_Set task_
Give the listing below again in full, exactly as written.

* start Items *

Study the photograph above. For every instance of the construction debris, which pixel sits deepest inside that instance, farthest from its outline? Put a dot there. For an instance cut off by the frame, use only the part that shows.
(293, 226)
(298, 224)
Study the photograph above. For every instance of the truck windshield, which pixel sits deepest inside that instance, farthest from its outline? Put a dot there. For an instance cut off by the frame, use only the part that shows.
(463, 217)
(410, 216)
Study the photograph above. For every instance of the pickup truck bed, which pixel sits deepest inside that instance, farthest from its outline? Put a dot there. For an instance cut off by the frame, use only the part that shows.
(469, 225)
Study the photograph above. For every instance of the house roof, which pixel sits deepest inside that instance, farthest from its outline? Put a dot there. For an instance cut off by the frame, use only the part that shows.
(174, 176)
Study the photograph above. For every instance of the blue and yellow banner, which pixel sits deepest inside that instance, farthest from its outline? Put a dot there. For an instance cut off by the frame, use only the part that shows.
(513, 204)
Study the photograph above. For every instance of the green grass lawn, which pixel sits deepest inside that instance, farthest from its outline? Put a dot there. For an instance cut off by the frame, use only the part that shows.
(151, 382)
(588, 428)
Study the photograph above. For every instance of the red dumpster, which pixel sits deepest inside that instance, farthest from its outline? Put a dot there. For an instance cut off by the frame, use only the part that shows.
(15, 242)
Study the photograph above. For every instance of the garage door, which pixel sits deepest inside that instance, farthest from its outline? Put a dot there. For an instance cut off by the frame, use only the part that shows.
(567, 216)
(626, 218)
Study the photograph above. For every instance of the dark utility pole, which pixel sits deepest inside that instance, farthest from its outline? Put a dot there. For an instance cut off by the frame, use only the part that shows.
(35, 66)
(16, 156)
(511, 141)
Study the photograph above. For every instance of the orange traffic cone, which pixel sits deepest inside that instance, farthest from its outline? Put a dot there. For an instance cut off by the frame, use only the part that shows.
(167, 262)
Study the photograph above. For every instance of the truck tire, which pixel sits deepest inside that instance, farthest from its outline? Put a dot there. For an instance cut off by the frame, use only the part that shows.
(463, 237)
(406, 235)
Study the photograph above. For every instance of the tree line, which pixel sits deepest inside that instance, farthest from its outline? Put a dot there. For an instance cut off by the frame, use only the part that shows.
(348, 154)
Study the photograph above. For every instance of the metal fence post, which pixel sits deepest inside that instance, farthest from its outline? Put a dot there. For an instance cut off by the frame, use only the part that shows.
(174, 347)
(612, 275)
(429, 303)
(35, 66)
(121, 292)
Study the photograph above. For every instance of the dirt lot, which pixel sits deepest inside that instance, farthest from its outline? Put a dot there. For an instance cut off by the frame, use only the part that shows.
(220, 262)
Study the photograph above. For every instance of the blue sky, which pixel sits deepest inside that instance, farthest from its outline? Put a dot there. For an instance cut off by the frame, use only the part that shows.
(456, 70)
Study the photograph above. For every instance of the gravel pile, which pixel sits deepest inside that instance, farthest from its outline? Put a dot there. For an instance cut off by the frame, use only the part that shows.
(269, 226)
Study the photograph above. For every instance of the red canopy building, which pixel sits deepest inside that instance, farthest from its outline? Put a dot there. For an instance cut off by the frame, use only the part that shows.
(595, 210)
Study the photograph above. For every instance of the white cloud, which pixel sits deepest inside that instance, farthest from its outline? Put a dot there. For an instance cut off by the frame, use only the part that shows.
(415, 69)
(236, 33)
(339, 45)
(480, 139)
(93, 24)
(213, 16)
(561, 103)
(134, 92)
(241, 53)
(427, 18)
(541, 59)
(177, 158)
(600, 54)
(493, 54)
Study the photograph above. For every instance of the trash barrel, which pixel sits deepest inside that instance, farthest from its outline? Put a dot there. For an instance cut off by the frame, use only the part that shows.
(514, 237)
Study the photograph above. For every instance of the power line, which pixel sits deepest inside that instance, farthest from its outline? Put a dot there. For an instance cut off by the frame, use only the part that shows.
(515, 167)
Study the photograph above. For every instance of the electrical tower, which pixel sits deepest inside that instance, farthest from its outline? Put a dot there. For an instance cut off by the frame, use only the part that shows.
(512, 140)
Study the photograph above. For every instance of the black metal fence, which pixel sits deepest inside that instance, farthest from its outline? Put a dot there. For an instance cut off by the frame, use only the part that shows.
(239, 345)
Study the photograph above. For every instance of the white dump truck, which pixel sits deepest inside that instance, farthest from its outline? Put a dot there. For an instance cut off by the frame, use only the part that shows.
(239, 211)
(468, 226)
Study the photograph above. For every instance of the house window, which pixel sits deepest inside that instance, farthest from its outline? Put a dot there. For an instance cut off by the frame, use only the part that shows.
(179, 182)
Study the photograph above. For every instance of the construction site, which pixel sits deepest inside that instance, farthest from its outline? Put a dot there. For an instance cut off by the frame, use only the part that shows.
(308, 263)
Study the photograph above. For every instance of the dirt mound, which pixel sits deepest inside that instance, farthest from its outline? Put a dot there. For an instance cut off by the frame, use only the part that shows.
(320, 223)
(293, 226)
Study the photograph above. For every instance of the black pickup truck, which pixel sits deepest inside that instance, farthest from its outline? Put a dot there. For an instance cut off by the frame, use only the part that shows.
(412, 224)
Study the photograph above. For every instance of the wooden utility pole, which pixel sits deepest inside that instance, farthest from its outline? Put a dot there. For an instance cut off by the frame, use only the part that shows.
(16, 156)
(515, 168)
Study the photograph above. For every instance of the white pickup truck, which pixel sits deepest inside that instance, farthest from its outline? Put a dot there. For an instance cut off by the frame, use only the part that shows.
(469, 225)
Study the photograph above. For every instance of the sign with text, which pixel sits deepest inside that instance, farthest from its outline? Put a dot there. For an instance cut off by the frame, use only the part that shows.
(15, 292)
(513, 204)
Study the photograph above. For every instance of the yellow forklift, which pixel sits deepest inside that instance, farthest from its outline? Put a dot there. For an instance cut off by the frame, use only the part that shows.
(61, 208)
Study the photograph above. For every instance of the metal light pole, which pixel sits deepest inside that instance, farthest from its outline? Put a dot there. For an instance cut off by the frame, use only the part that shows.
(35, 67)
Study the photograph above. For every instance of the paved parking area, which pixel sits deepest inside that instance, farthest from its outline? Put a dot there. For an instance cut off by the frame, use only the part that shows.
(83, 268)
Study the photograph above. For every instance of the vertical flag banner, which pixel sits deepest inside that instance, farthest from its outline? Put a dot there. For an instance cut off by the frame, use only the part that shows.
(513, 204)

* end Items *

_Solution for this task_
Study the photograph above. For every instance of the construction debris, which pixel sits deepest inside that instance, farthest from its outline? Put a dot there. For an instance cut off by the frame, use only the part that shows.
(293, 226)
(298, 224)
Study the photograph above. For every instance of the truck windshield, which pixel sits deepest inside that instance, farthest from its outline? Put a dot there. For an instance cut off by the frame, use only the part that shows.
(463, 217)
(410, 216)
Study the photograph above. For every instance of the pickup truck bed, which pixel sits deepest inside that instance, farthest from its outline? Put a dot there. For an instance cut off by the frame, use only the part that shows.
(469, 225)
Study the photograph above. For every instance of the house roof, which pixel sits deepest inside that instance, farthest from its outline? Put a dot there. For an instance cut off by the frame, use only the part that shows.
(174, 176)
Study the photograph above. For every instance of the blue and yellow banner, which pixel sits deepest inside that instance, farthest from its outline? Put a dot there. For an instance cut off by the frame, use only the part that shows.
(513, 204)
Study the photograph above. For every instance of the green grass lawn, which pixel sits deepest inside that instance, farthest from its outline? Put a dot there. For an instance cut off by the frame, use only the part that shows.
(151, 382)
(588, 428)
Study the photograph above. For every instance of the red dumpster, which pixel sits deepest inside that instance, farthest from its outline? Put a dot there. For an instance cut off by the frame, use only the part that shows.
(15, 242)
Study the photograph above. For every instance of the garage door, which pixel sits deepest inside that instance, farthest from its outline? Put a dot there. For an instance cut off by the frame, use only the part that shows.
(567, 216)
(626, 218)
Study the photograph above. For every instance of the dark utility pole, which pixel sits deepest inside that instance, farthest from its outline? Put a dot there. For an instance cut off by the frame, use only the part that shows.
(35, 66)
(16, 156)
(511, 141)
Study the photograph above. For every instance of the orange traffic cone, which pixel sits deepest inside that instance, farthest from its outline? Put a dot there. For an instance cut off by the frame, use only the part that shows.
(167, 262)
Study the photograph above. For every instance of the truck tire, which pixel sits deepest inside that instance, farthest from its outline? Put a dot there. For an instance cut off by the frame, use only the part that shows.
(463, 237)
(406, 235)
Study the photograph above. For every instance of the tree line, which pixel sits deepest inside that instance, farthest from its outline? Put a dot there. For an instance cut off by the frame, use only the part that shows.
(348, 154)
Study the photograph above. For every instance of the metal fence post, which pixel sits deepest inside that instance, farthest from its outline? Put a dot there. For an instance cut off by the frame, use only the part that shows.
(174, 347)
(612, 275)
(429, 303)
(35, 66)
(121, 292)
Study the photograph above. For every instance of the dirt lot, which pixel sits deepest inside that instance, farthest from its outline? Put a dot there. For an instance cut off by the frame, use only the part that shows.
(220, 262)
Study the photograph above. For every instance of the blue sky, which pixel sits deepest inside that instance, farthest from its outline? Put a dot there. For an instance cut off by the frame, use only the part that shows.
(456, 70)
Study the photograph above. For every instance of the gravel pile, which pixel sits deepest inside that instance, farthest from its outline? Put a dot there. For an instance cut off by the frame, use only the part that shows.
(269, 226)
Study the photograph above. For every instance of the red canopy building, which pixel sits deepest inside that instance, farthest from its outline? Put a dot there. For an instance cut off by the frame, use only the part that shows.
(595, 210)
Study the photograph above. For every instance of the white cloud, which pixel sits deepest inside that instance, farthest from its outline? Put a dot there. For an instance cut off by the frame, use only the part that shows.
(415, 69)
(236, 33)
(339, 45)
(480, 139)
(93, 24)
(213, 16)
(561, 103)
(134, 92)
(241, 53)
(427, 18)
(541, 59)
(177, 158)
(600, 54)
(493, 54)
Study the photograph above. For every instance of the trash barrel, which pixel sits deepest inside that instance, farthest from its outline? Put a dot there. For an instance cut off by the frame, use only the part that shows.
(514, 237)
Study the photograph above. For every instance of the power line, which pixel sits deepest inside that instance, farthest from its outline? Put a dot there. For an instance cut off by the frame, use only the part that shows.
(515, 167)
Study the photograph above. For every instance of the electrical tower, which pixel sits deepest inside that instance, farthest from its outline? Put a dot there. For an instance cut off by the frame, use only the part that shows.
(512, 140)
Study the photograph above. For every instance of the black metal fence, which pixel sits deepest inside that instance, farthest from its outline? Put a dot there. For an instance cut off by the frame, use only the part that shows.
(239, 345)
Study the photograph above. For every instance of the white dump truck, which pixel sits deepest inside that instance, farthest from its outline? Put a dot there. For an instance cut off by the frame, use only the part that shows.
(239, 211)
(468, 226)
Study the photograph above. For every instance of the house window, which pixel sits deepest inside that instance, farthest from its outline? Put a dot there. For an instance cut off by the frame, use only the part that shows.
(179, 182)
Study the photograph above. For every instance of the construction site, which pixel sits deepest inside that instance, farthest from its outline? Put a dot there. For an instance cut off by the frame, use only the part that shows.
(308, 263)
Study the photograph above. For every instance of the dirt mound, which pixel sits deepest inside that instance, farthest from its outline? Put a dot there. For an instance cut off by the frame, use only the part that shows.
(320, 223)
(293, 226)
Study the photograph above. For every instance of the black pickup truck, which pixel sits deepest inside that instance, farthest from its outline? Put a dot there. For an instance cut off by the frame, use only the part that shows.
(412, 224)
Study the photograph above. For every instance of the wooden utility pole, which pixel sits deepest inside that instance, farthest from its outline? Put a dot there. For an instance cut off by the frame, use only the part that shows.
(16, 156)
(515, 168)
Study the photograph above. For every instance of the white pickup truck, which pixel sits deepest inside that instance, farthest from its outline? Put a dot there. For an instance cut off by the frame, use only the part that shows.
(469, 225)
Study the photograph above. For every instance of the sign with text, which pixel sits deepest inside that instance, farthest from its outline? Put a dot there. For an instance cut off by the frame, use only the part that shows.
(15, 292)
(513, 204)
Study the photograph above. For every instance of the yellow forklift, which pixel sits deepest inside that instance, farthest from its outline? Put a dot there. For an instance cut off by the frame, use only the part that shows.
(61, 208)
Study the photograph above. For every instance of the metal light pole, which pixel sits deepest inside that instance, farthest from its outline? Put a dot there. For an instance cut off by the frame, use only the part that shows.
(35, 67)
Study the photograph above. For every instance of the paved parking area, which pixel sits deepest inside that instance, farthest from its outline? Put a dot there. For an instance cut off by the frame, use only the part that shows.
(83, 268)
Study the photograph above. For every instance of the vertical flag banner, which pixel sits deepest inside that instance, farthest from its outline? Put a dot there. For an instance cut off by the frame, use only the part that shows.
(513, 204)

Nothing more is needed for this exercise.